Document passage =
========================================================================

Fire in the hole: Patriot Coal's contentious bankruptcy

May 9, 2013


If you’ve been hanging out downtown in the last couple months, you may have noticed the crowds of people gathered to protest the ongoing Patriot Coal bankruptcy case. The protests have garnered attention because of the resulting disruptions and arrests, with the battle moving onto the airwaves as ads decrying the company’s reorganization have run on TV and the radio. Associate Professor Marcia McCormick, an employment law scholar, provides some background information and thoughts on the case and its implications.

St. Louis is watching the protests over Patriot Coal's bankruptcy and its relationship with Peabody Energy unfolding right now in the courts and in the streets; it is a story that has played out multiple times in many industries. A company's debts outweigh its profits, and the company looks to bankruptcy to let it renegotiate its debts to give it a fresh start and remain profitable. One group of creditors the company wants to renegotiate with will be its own employees. These employees may be creditors because they own stock in the company, because they have a union contract for current pay and benefits with the company or because the company has promised to provide a level of benefits for them when they can no longer work because of old age or disability. Some of these will even be former employees, currently retired and living on those promised benefits. A company might use bankruptcy to get out of its promises, but also to dissolve the parts of the business that have unionized employees, getting rid of the unions entirely. Without unions and collective contracts, the company has significantly more flexibility to pay workers less and to reduce pay and benefits unilaterally as circumstances change.

========================================================================

Data listing =
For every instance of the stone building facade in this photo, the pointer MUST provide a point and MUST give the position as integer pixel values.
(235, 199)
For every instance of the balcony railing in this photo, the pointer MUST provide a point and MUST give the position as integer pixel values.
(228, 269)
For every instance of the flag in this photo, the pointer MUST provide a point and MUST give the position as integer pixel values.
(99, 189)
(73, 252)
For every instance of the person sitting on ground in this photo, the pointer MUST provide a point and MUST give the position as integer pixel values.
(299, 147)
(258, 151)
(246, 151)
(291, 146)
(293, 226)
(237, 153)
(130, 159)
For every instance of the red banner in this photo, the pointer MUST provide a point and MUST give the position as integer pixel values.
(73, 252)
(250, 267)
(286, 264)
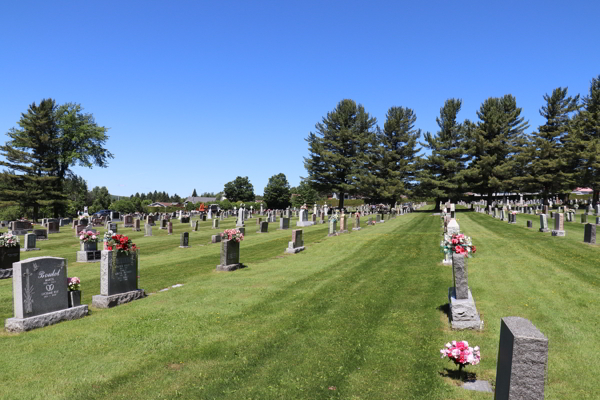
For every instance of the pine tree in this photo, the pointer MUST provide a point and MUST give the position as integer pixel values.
(392, 157)
(442, 175)
(548, 171)
(583, 144)
(30, 180)
(497, 143)
(277, 192)
(338, 149)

========================================================================

Work to complete =
1. From the Patriot Coal bankruptcy article, reproduce word for word the passage that begins at the words "May 9, 2013" and stops after the words "and its implications.".
2. Answer these questions from the Patriot Coal bankruptcy article:
(a) Who provides the background information and thoughts on the case?
(b) Which company is named as having a relationship with Patriot Coal that St. Louis is watching?
(c) On what media have ads decrying the company's reorganization run?
3. Extend the Patriot Coal bankruptcy article with one more paragraph that follows its last sentence.

Task-by-task answers =
1.
May 9, 2013


If you’ve been hanging out downtown in the last couple months, you may have noticed the crowds of people gathered to protest the ongoing Patriot Coal bankruptcy case. The protests have garnered attention because of the resulting disruptions and arrests, with the battle moving onto the airwaves as ads decrying the company’s reorganization have run on TV and the radio. Associate Professor Marcia McCormick, an employment law scholar, provides some background information and thoughts on the case and its implications.

2.
(a) Associate Professor Marcia McCormick, an employment law scholar.
(b) Peabody Energy.
(c) TV and the radio.

3.
There are two main pieces of the story that people tend to focus on. One is the way that obligations to current unionized employees play out. Sometimes a company has made promises about wages and benefits that it can no longer keep because market forces have made the company less profitable. Companies and unions will renegotiate those promises, and we often do not hear about those successful renegotiations. We do hear, though, when the union digs in and refuses to renegotiate. Hostess is a good example. The union ultimately refused to make further concessions late last year, arguing that it had already made many and that the company had made poor financial choices, using funds it had promised for pensions to run operating costs and raising executive salaries. That refusal led to Hostess's complete liquidation.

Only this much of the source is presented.